◆ Tarefa proposta 1
Responda sim ou não para cada afirmação e indique se ela concorda com o trecho fornecido, citando literalmente as palavras decisivas desse trecho: (a) Mann passou a viver na Califórnia a partir de 1938; (b) a primeira edição do livro, lançada em setembro de 1942, reunia 30 discursos; (c) nos discursos, Mann empregou adjetivos exacerbados contra Hitler, dando vazão ao seu ódio.

◆ Trecho fornecido
■ ■ ■ ■ ■

Mann escreveu e gravou os discursos na Califórnia, Estados Unidos, onde passou a viver a partir de 1938. Contrário ao nazismo desde antes da ascensão de Adolf Hitler ao poder, o escritor mudou-se com a família para a Suíça em 1933, ano em que Hitler se tornou chanceler. Três anos depois, perdeu a nacionalidade alemã e, antes que a situação se tornasse totalmente insuportável, buscou exílio na América.
Lá, ele recebeu o convite da BBC e logo aceitou. ‘Eu achei que não podia perder essa oportunidade de fazer contato, embora frouxo e precário, com o povo alemão e também com os habitantes dos territórios subjugados, pelas costas do regime nazista que, assim que teve poder para isso, me privou de todos os meios de exercer influência intelectual na Alemanha’, explicou Mann no prefácio da primeira edição do livro, lançada em setembro de 1942, contando então com 25 discursos.
Os textos representam breves falas em que o escritor comentava os acontecimentos da 2ª Guerra e buscava influenciar os alemães. Para isso, utilizava uma tática inteligente, como se observa ao longo da leitura dos textos – apesar do ódio que alimentava contra Hitler e seu regime, Mann buscou moderar sua emoção para evitar que fosse vítima de seu próprio veneno. Afinal, ele sabia que qualquer adjetivo exacerbado que utilizasse poderia aumentar (e não minar) o fascínio que o Führer exercia sobre os adeptos dos nazistas.
Assim, Mann concentra seu foco em Hitler, ‘o sujeito miserável que ainda se diz o Führer da Alemanha’. Ao longo dos discursos, o escritor traçou um detalhado perfil do comandante alemão, sublinhando obviamente os seus defeitos. Ele ironiza, por exemplo, as qualidades de guerreiro de Hitler, ressaltadas por historiadores nacional-socialistas, que o viam como uma mistura de Napoleão, César, Frederico e Carlos Magno. Seu cérebro, na verdade, estava deteriorado, escreveu Mann, tripudiando ainda sobre o humor do líder, detalhe destacado pela imprensa (jornais americanos, por exemplo, diziam que Hitler fazia piadas com muita frequência), mas que o autor de A Montanha Mágica interpretava como sinais de paranoia.

■ ■ ■ ■ ■

◆ Registros do exercício
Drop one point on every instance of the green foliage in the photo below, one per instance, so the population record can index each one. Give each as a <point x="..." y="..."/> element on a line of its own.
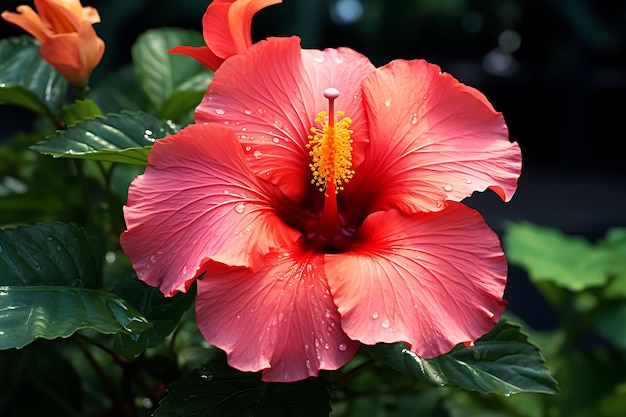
<point x="585" y="284"/>
<point x="26" y="80"/>
<point x="218" y="390"/>
<point x="503" y="362"/>
<point x="49" y="272"/>
<point x="550" y="255"/>
<point x="120" y="138"/>
<point x="172" y="82"/>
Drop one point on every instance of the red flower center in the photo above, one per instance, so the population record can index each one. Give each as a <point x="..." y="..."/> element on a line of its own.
<point x="331" y="164"/>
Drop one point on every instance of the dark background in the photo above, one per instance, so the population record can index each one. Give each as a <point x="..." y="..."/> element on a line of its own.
<point x="555" y="68"/>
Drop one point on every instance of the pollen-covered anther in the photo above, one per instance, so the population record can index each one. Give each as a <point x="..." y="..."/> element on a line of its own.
<point x="331" y="148"/>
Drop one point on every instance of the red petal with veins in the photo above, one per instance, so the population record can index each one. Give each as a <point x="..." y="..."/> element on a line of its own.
<point x="196" y="200"/>
<point x="416" y="279"/>
<point x="433" y="139"/>
<point x="270" y="96"/>
<point x="279" y="319"/>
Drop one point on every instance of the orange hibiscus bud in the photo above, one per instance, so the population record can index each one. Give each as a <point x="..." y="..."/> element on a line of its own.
<point x="65" y="29"/>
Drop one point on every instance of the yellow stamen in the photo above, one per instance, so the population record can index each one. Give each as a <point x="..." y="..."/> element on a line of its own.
<point x="331" y="148"/>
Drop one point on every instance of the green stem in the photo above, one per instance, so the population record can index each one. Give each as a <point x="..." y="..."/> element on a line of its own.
<point x="81" y="91"/>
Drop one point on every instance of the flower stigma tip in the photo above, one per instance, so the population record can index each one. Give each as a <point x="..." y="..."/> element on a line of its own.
<point x="331" y="148"/>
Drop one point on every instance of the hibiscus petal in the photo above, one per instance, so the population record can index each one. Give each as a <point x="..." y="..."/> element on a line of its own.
<point x="198" y="199"/>
<point x="202" y="54"/>
<point x="432" y="139"/>
<point x="279" y="319"/>
<point x="74" y="55"/>
<point x="270" y="96"/>
<point x="240" y="22"/>
<point x="417" y="280"/>
<point x="29" y="20"/>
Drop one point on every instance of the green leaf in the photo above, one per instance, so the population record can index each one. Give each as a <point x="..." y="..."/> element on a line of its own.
<point x="120" y="91"/>
<point x="220" y="391"/>
<point x="161" y="74"/>
<point x="29" y="313"/>
<point x="164" y="313"/>
<point x="26" y="79"/>
<point x="502" y="361"/>
<point x="614" y="246"/>
<point x="44" y="270"/>
<point x="611" y="324"/>
<point x="549" y="255"/>
<point x="48" y="255"/>
<point x="79" y="110"/>
<point x="124" y="138"/>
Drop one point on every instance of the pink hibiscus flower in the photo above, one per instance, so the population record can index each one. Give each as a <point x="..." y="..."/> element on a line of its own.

■ ■ ■ ■ ■

◆ Tarefa proposta 2
Troque "population record" por "inventory list" nos registros, começando na linha que contém "Drop one point on every instance of the flower" e terminando no final dos registros. Reproduza somente essas linhas, sem nenhuma outra alteração.

◆ Resultado 1
(a) Sim: "Mann escreveu e gravou os discursos na Califórnia, Estados Unidos, onde passou a viver a partir de 1938."
(b) Não: "lançada em setembro de 1942, contando então com 25 discursos."
(c) Não: "Mann buscou moderar sua emoção para evitar que fosse vítima de seu próprio veneno."

◆ Resultado 2
Drop one point on every instance of the flower stigma tip in the photo above, one per instance, so the inventory list can index each one. Give each as a <point x="..." y="..."/> element on a line of its own.
<point x="331" y="148"/>
Drop one point on every instance of the hibiscus petal in the photo above, one per instance, so the inventory list can index each one. Give each as a <point x="..." y="..."/> element on a line of its own.
<point x="198" y="199"/>
<point x="202" y="54"/>
<point x="432" y="139"/>
<point x="279" y="319"/>
<point x="74" y="55"/>
<point x="270" y="96"/>
<point x="240" y="22"/>
<point x="417" y="280"/>
<point x="29" y="20"/>
Drop one point on every instance of the green leaf in the photo above, one per instance, so the inventory list can index each one. Give each as a <point x="..." y="..."/> element on a line of its own.
<point x="120" y="91"/>
<point x="220" y="391"/>
<point x="161" y="74"/>
<point x="29" y="313"/>
<point x="164" y="313"/>
<point x="26" y="79"/>
<point x="502" y="361"/>
<point x="614" y="246"/>
<point x="44" y="270"/>
<point x="611" y="324"/>
<point x="549" y="255"/>
<point x="48" y="255"/>
<point x="79" y="110"/>
<point x="124" y="138"/>
Drop one point on every instance of the pink hibiscus flower in the photo above, one per instance, so the inventory list can index each one. Give each as a <point x="..." y="..."/> element on a line of its own.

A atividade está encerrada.